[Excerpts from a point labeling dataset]

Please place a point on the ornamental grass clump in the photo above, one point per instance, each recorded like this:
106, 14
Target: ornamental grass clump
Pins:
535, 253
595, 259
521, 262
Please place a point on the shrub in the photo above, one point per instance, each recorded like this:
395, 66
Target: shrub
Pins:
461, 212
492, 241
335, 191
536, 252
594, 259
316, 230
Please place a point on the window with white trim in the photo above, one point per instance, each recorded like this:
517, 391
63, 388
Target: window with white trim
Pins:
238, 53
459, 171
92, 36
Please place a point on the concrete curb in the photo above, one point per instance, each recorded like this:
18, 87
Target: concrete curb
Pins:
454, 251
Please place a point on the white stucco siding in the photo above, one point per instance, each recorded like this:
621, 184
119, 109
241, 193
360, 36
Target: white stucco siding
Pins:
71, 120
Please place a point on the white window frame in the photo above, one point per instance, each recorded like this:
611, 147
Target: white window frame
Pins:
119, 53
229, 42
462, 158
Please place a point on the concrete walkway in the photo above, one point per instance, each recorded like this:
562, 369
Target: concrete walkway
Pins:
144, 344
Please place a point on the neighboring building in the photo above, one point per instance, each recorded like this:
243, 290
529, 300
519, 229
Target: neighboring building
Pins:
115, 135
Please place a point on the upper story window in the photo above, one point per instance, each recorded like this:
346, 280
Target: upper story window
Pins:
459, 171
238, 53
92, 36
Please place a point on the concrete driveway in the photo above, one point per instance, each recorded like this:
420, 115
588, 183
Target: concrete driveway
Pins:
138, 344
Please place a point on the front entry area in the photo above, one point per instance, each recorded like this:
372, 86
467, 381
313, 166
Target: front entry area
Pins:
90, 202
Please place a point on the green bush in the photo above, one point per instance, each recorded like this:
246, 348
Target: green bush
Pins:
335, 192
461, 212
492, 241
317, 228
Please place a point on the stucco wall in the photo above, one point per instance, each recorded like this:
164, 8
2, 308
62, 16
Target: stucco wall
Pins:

■ Do this ■
Edit the entries above so that each "Pins" becomes "Points", and keep every other line the same.

■ In response ■
Please place a point on the ornamental grass clump in the photo above, one point per instance, each recorded like this:
106, 14
Target: ornamental grass clump
Points:
535, 253
595, 259
521, 262
Please place a point on the shrub in the photo above, one point per instance, each recorded like this:
395, 66
Target: shrub
Points:
461, 212
492, 241
335, 191
536, 252
594, 259
316, 230
Please place a point on the window with white trim in the photo above, one point per instance, each recorded like this:
517, 391
63, 388
Target: window with white trim
Points:
238, 53
459, 171
92, 36
Please place a point on the concrete curb in the photo above, one point per instance, each recorded like this:
18, 87
Target: concrete curb
Points:
454, 251
Please place a point on the white stucco siding in the photo above, one point per instance, each recorded like this:
621, 184
119, 109
241, 193
360, 36
Target: white stucco siding
Points:
71, 120
Please place a point on the white window frame in the photo above, one point per instance, each recorded like this:
611, 147
Target: white window frame
Points:
119, 53
229, 42
462, 158
Please place a point on the concrete walkway in the photo above, one point per instance, each recorded like this:
562, 369
Target: concrete walkway
Points:
144, 344
Please place a point on the neighboring building in the photo above, one point per instance, each recorded like this:
243, 290
529, 300
519, 229
Target: neighboring building
Points:
115, 135
Please place a point on the upper story window in the photo above, one point per instance, each recorded like this:
346, 280
Target: upper story window
Points:
459, 171
238, 53
92, 36
Please place a point on the concrete driveway in the photo above, one point per instance, each recorded like this:
420, 115
588, 183
Target: concrete driveway
Points:
138, 344
Please place a point on the front entry area in the photo above, one point per instance, each recorded like this:
372, 86
467, 381
313, 166
Target: front entry area
Points:
90, 202
Please place a point on the green bush in the photo above, one point per instance, each recorded like this:
246, 348
Target: green bush
Points:
335, 192
461, 212
492, 241
317, 228
Please place a point on the stucco wall in the photo above, one point per instance, each recorded like this:
164, 8
2, 308
62, 16
Target: stucco wall
Points:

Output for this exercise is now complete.